Problem details
Would you copy the entries that follow exactly, leaving out every picture?

Data entries
==============================

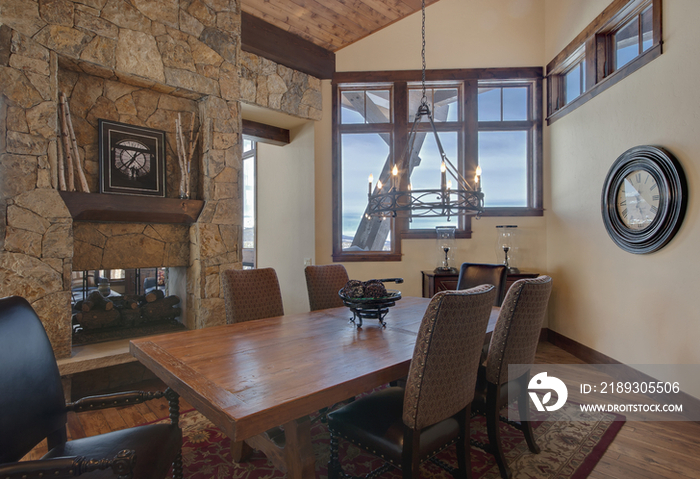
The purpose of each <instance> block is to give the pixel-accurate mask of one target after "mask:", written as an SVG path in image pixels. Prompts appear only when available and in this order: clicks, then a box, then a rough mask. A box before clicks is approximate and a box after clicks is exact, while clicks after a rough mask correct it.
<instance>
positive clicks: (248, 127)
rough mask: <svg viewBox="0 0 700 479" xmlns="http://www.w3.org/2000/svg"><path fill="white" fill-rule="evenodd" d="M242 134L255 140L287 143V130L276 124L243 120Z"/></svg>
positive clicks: (273, 143)
mask: <svg viewBox="0 0 700 479" xmlns="http://www.w3.org/2000/svg"><path fill="white" fill-rule="evenodd" d="M243 134H244V135H246V136H248V137H250V138H252V139H253V140H255V141H260V142H263V143H270V144H272V145H279V146H284V145H288V144H289V130H285V129H284V128H278V127H276V126H270V125H266V124H264V123H258V122H257V121H251V120H243Z"/></svg>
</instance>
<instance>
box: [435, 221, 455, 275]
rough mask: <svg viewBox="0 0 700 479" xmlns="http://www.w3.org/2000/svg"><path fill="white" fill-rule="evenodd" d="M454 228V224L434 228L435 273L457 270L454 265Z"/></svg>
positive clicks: (454, 261)
mask: <svg viewBox="0 0 700 479" xmlns="http://www.w3.org/2000/svg"><path fill="white" fill-rule="evenodd" d="M455 229H456V228H455V227H454V226H438V227H436V228H435V233H436V234H437V242H436V248H437V267H436V268H435V271H434V272H435V273H457V272H458V271H457V268H455V266H454V262H455V259H454V245H455Z"/></svg>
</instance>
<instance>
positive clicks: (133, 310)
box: [119, 308, 141, 326]
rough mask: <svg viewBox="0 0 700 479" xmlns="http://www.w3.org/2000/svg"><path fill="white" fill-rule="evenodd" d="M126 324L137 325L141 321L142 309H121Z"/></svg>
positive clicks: (123, 324)
mask: <svg viewBox="0 0 700 479" xmlns="http://www.w3.org/2000/svg"><path fill="white" fill-rule="evenodd" d="M119 312H120V313H121V315H122V317H121V320H122V324H123V325H124V326H136V325H138V324H139V323H140V322H141V310H139V309H128V308H124V309H122V310H120V311H119Z"/></svg>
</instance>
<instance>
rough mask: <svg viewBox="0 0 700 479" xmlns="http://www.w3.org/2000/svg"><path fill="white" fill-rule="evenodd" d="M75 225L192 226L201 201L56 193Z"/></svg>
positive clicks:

==============================

Solution to the problem
The purpose of each <instance> block is to give the pixel-accurate mask of one target after "mask:", written as an SVG path in image pixels. Prompts appear only when available and in this order: clicks, then a box, then a rough mask. A box before clicks is approximate and a box after clicks is exact, while clicks after a rough mask correct it.
<instance>
positive clicks: (248, 127)
rough mask: <svg viewBox="0 0 700 479" xmlns="http://www.w3.org/2000/svg"><path fill="white" fill-rule="evenodd" d="M242 134L255 140L287 143V130L276 124L243 120Z"/></svg>
positive clicks: (273, 143)
mask: <svg viewBox="0 0 700 479" xmlns="http://www.w3.org/2000/svg"><path fill="white" fill-rule="evenodd" d="M243 134H244V135H246V136H248V137H250V138H252V139H253V140H255V141H260V142H263V143H270V144H272V145H279V146H284V145H288V144H289V130H285V129H284V128H278V127H276V126H270V125H266V124H264V123H258V122H257V121H251V120H243Z"/></svg>
</instance>
<instance>
box: [435, 221, 455, 275]
rough mask: <svg viewBox="0 0 700 479" xmlns="http://www.w3.org/2000/svg"><path fill="white" fill-rule="evenodd" d="M454 228V224L434 228L435 273L457 270L454 265Z"/></svg>
positive clicks: (454, 261)
mask: <svg viewBox="0 0 700 479" xmlns="http://www.w3.org/2000/svg"><path fill="white" fill-rule="evenodd" d="M455 229H456V228H455V227H454V226H438V227H436V228H435V233H436V234H437V242H436V248H437V267H436V268H435V271H434V272H435V273H457V272H458V271H457V268H455V266H454V262H455V259H454V245H455Z"/></svg>
</instance>
<instance>
positive clicks: (133, 310)
box: [119, 308, 141, 326]
rough mask: <svg viewBox="0 0 700 479" xmlns="http://www.w3.org/2000/svg"><path fill="white" fill-rule="evenodd" d="M126 324L137 325L141 321L142 309H121Z"/></svg>
positive clicks: (123, 324)
mask: <svg viewBox="0 0 700 479" xmlns="http://www.w3.org/2000/svg"><path fill="white" fill-rule="evenodd" d="M119 312H120V313H121V315H122V317H121V320H122V324H123V325H124V326H136V325H138V324H139V323H140V322H141V310H139V309H128V308H124V309H122V310H120V311H119Z"/></svg>
</instance>
<instance>
rough mask: <svg viewBox="0 0 700 479" xmlns="http://www.w3.org/2000/svg"><path fill="white" fill-rule="evenodd" d="M75 225L192 226L201 201L56 193Z"/></svg>
positive clicks:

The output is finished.